Screenshot:  Facebook, taken 16 October 2019. 

That inquiry, facilitated by information and photographs provided by the Museum of the Bible staff, has served to confirm that the MOTB purchased 13 EES fragments stolen from their collection.  Likewise, their investigation has revealed that key file records, including some catalogue cards and photographs relating to the missing fragments (twelve on papyrus and one on parchment) were also methodically removed, likely to cover the tracks of the thief or thieves involved.

For the moment it has been determined that eleven of these fragments were sold directly by Obbink to Hobby Lobby Inc., in two batches in 2010 which were then donated to the Museum of the Bible for the museum's collection.  The other two fragments identified as missing from the EES collection came into the MOTB's hands via Khader M. Baidun & Sons who operate Art-Levant Antiquities of Israel.  Baidun was one of five antiquity dealers in East Jerusalem, arrested in Israel in 2017 in connection to a large smuggling scandal involving antiquities purchased by Hobby Lobby.

.....

Work to be completed
Copy out the passage about the stolen fragments from "For the moment" up to and including "by Hobby Lobby.". The listing that comes next is separate material and has no connection to the passage about the stolen fragments.

(Dataset items)

.....

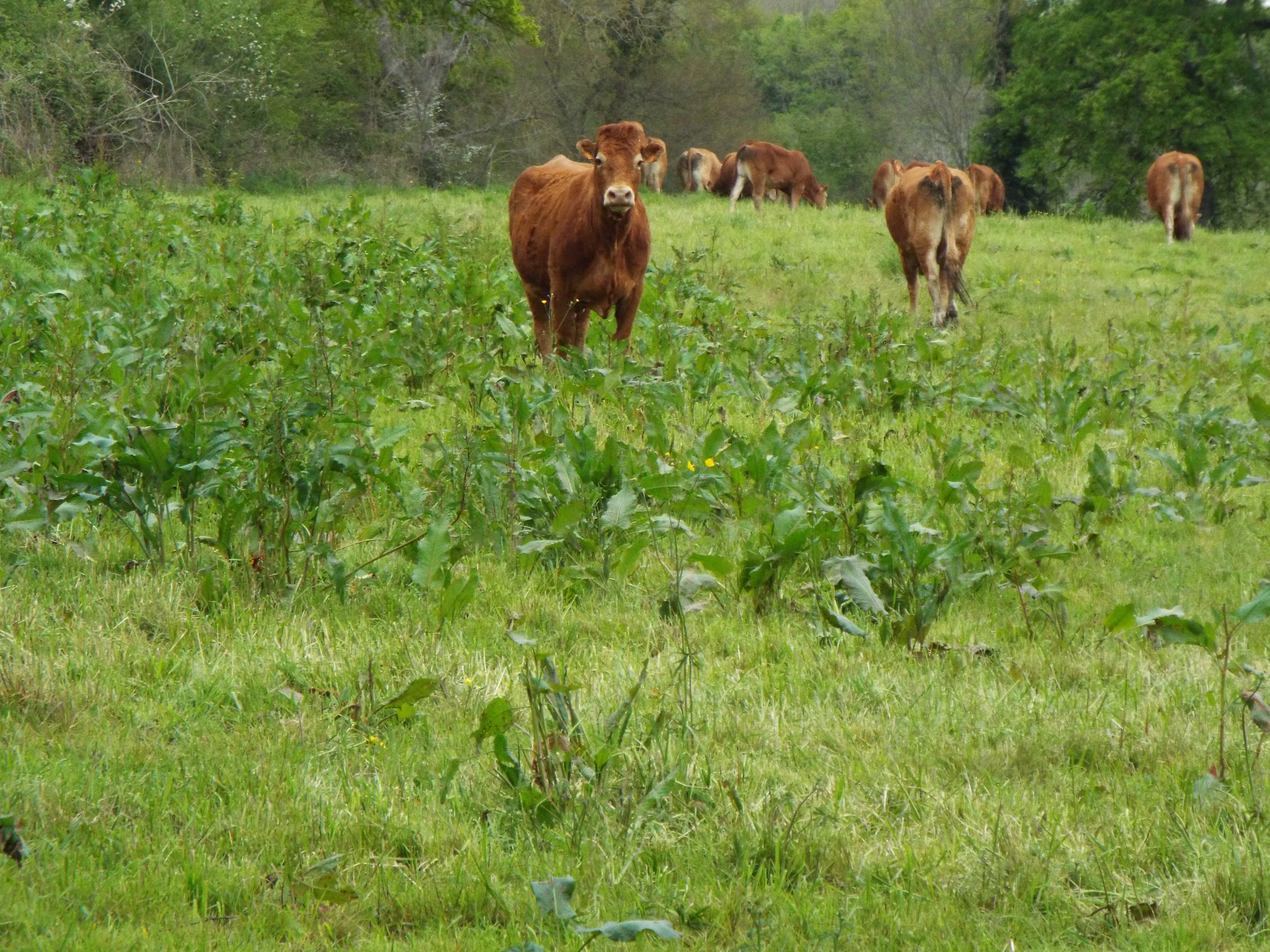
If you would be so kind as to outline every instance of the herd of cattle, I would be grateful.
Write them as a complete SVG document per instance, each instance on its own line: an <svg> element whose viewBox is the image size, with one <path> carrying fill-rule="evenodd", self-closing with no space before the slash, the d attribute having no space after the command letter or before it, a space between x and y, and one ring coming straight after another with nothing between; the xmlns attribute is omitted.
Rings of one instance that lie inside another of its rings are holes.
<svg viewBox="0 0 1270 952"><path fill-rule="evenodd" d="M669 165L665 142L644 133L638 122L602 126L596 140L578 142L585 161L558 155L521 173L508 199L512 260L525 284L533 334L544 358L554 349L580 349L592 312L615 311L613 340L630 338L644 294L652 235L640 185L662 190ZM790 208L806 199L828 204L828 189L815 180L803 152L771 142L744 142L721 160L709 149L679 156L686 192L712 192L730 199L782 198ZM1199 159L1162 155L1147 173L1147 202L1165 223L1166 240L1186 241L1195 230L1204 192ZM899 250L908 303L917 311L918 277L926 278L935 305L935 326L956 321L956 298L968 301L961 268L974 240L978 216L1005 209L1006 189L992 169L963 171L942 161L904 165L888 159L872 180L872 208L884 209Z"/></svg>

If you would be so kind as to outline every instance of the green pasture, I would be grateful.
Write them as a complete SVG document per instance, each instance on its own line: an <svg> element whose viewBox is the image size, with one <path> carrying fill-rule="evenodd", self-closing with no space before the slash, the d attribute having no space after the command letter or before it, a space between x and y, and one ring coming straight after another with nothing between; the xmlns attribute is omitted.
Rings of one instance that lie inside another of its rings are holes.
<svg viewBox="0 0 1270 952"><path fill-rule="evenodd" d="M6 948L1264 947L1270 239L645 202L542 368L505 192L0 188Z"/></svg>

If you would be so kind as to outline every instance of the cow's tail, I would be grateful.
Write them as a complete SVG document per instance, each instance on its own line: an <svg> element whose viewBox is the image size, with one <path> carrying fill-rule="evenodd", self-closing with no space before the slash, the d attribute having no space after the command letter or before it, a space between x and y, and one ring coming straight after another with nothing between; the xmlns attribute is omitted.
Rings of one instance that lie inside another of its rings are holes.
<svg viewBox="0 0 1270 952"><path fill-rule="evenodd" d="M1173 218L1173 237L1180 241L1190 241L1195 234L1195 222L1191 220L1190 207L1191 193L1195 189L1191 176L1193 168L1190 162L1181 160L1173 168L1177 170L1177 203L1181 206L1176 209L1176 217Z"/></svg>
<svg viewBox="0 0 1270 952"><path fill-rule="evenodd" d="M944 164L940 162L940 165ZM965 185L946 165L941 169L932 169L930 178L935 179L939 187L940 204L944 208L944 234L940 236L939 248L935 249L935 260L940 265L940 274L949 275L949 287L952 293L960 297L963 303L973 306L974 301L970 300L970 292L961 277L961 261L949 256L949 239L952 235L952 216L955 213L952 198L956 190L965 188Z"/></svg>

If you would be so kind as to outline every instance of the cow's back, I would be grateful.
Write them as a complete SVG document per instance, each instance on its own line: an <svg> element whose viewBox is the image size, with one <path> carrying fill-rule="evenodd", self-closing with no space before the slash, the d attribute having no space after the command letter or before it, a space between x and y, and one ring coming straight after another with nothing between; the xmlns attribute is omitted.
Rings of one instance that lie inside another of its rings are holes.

.....

Response to this task
For the moment it has been determined that eleven of these fragments were sold directly by Obbink to Hobby Lobby Inc., in two batches in 2010 which were then donated to the Museum of the Bible for the museum's collection.  The other two fragments identified as missing from the EES collection came into the MOTB's hands via Khader M. Baidun & Sons who operate Art-Levant Antiquities of Israel.  Baidun was one of five antiquity dealers in East Jerusalem, arrested in Israel in 2017 in connection to a large smuggling scandal involving antiquities purchased by Hobby Lobby.